- **PASSAGE**
■ ■ ■ ■ ■

If you're a lover of Baroque opera or theatre, there's no experience quite like going to see it in one of the theatres where it was originally performed – and there are a surprising number of these still in existence.
Nestled close to the Austrian border is the mediaeval castle of Český Krumlov, which was renovated extensively in the baroque era, with inclusion of a theatre which is still in use today. The original stage machinery is still alive and well.
One of the most impressive is the UNESCO-listed Drottningholms Slottsteater, gloriously set in the gardens of a 17th century Royal Palace on one of the many islands in the Stockholm archipelago, an easy train-and-bus trip from central Stockholm. As in Český Krumlov, the original stage machinery is still operational.
Slightly further from Stockholm – the trip takes about an hour – is Gripsholm: a castle in an even more spectacular waterside setting. Built by Gustav III in one of the castle towers, the theatre there is smaller and not in regular use, but worth a visit for the setting alone.
For the final step of your trip around the environs of Stockholm, head for Sweden’s oldest rococo theater, Ulriksdal Palace Theatre Confidencen, where they have a full programme of opera in the spring and summer. This year's summer opera will be Gluck's Orfeo ed Euridice: the photo shown here is from the 2009 production.

■ ■ ■ ■ ■

- **GIVEN INFORMATION**

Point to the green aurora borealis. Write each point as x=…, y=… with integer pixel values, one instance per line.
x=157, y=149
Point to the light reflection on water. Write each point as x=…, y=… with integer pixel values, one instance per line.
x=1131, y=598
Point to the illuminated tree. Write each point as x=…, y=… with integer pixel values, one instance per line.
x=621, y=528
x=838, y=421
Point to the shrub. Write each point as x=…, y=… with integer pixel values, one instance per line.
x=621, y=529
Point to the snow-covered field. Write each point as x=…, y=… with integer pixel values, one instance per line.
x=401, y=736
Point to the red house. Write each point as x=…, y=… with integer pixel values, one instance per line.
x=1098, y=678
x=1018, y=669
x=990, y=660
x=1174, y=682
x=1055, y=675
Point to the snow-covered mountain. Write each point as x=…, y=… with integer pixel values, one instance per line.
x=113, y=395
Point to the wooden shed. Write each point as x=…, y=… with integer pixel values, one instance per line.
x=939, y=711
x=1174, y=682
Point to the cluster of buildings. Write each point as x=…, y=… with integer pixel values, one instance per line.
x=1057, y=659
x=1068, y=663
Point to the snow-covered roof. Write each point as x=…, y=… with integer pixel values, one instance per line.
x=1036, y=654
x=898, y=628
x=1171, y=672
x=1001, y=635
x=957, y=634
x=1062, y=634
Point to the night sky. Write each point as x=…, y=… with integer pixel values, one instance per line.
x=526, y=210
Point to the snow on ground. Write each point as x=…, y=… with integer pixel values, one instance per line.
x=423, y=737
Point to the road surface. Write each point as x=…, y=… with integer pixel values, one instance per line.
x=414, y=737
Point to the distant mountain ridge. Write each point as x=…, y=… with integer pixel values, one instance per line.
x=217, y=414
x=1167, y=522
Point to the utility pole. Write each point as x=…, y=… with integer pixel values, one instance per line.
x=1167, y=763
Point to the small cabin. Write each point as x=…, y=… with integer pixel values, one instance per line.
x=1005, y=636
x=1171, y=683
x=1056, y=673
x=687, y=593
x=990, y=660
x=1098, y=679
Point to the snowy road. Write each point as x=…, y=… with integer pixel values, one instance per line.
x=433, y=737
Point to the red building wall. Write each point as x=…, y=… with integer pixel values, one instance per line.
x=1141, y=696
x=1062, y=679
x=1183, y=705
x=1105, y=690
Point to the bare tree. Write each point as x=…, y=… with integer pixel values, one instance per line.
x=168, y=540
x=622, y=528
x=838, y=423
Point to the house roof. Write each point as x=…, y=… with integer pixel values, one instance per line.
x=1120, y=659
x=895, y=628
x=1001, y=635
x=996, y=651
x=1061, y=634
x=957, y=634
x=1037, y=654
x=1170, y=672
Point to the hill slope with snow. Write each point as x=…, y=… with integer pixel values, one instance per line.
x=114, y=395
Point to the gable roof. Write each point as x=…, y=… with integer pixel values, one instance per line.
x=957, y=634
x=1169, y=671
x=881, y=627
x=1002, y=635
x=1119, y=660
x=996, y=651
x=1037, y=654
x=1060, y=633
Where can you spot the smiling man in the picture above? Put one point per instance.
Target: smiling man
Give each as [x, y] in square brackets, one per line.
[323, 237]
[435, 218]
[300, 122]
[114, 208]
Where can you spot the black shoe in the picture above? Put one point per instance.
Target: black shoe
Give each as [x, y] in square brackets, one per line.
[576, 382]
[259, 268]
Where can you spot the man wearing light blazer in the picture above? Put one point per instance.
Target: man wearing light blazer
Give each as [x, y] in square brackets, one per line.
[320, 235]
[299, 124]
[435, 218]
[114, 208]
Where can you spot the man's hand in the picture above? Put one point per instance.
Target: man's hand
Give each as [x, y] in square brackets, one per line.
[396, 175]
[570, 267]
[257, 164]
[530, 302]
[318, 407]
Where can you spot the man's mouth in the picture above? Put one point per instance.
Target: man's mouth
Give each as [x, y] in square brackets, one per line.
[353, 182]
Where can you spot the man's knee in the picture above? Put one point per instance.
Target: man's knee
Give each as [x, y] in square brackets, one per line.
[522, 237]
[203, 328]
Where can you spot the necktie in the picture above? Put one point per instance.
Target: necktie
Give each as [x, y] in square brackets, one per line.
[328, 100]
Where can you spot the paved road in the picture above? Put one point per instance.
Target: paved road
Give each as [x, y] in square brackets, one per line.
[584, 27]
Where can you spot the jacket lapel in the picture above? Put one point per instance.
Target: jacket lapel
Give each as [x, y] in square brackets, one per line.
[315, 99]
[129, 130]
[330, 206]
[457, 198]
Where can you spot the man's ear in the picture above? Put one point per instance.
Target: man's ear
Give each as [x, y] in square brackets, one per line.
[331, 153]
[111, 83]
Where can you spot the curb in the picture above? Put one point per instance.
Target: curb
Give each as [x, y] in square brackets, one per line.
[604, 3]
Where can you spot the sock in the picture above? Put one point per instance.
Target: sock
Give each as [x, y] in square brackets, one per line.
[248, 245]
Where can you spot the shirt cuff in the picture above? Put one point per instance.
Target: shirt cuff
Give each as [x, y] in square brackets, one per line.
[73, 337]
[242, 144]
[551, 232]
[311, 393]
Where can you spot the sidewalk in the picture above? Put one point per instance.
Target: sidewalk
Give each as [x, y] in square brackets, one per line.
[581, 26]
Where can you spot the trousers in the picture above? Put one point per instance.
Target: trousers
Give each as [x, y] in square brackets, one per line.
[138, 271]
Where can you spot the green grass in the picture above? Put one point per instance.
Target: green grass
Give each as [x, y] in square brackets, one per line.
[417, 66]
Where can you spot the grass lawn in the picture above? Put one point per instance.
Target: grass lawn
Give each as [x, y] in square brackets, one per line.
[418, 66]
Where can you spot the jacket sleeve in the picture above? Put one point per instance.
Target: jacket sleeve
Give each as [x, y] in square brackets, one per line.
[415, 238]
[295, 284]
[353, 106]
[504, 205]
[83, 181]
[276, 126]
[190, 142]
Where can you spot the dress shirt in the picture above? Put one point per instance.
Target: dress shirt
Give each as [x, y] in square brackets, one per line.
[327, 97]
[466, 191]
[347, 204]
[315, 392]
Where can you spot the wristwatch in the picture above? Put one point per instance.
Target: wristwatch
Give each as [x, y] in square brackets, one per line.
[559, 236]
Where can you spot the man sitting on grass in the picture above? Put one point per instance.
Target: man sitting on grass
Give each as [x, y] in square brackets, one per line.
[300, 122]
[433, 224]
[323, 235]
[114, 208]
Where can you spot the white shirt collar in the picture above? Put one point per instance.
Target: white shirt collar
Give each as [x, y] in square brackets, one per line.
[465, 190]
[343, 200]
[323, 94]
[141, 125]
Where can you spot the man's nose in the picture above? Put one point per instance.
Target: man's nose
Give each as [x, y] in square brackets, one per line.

■ ■ ■ ■ ■

- **PROBLEM SET**
1. Quote the stretch from "One of the most" through "the setting alone." in the passage on Baroque theaters.
2. In the passage on Baroque theaters, how long does the trip from Stockholm to Gripsholm take?

- **RESPONSES BY TASK**
1.
One of the most impressive is the UNESCO-listed Drottningholms Slottsteater, gloriously set in the gardens of a 17th century Royal Palace on one of the many islands in the Stockholm archipelago, an easy train-and-bus trip from central Stockholm. As in Český Krumlov, the original stage machinery is still operational.
Slightly further from Stockholm – the trip takes about an hour – is Gripsholm: a castle in an even more spectacular waterside setting. Built by Gustav III in one of the castle towers, the theatre there is smaller and not in regular use, but worth a visit for the setting alone.

2. About an hour.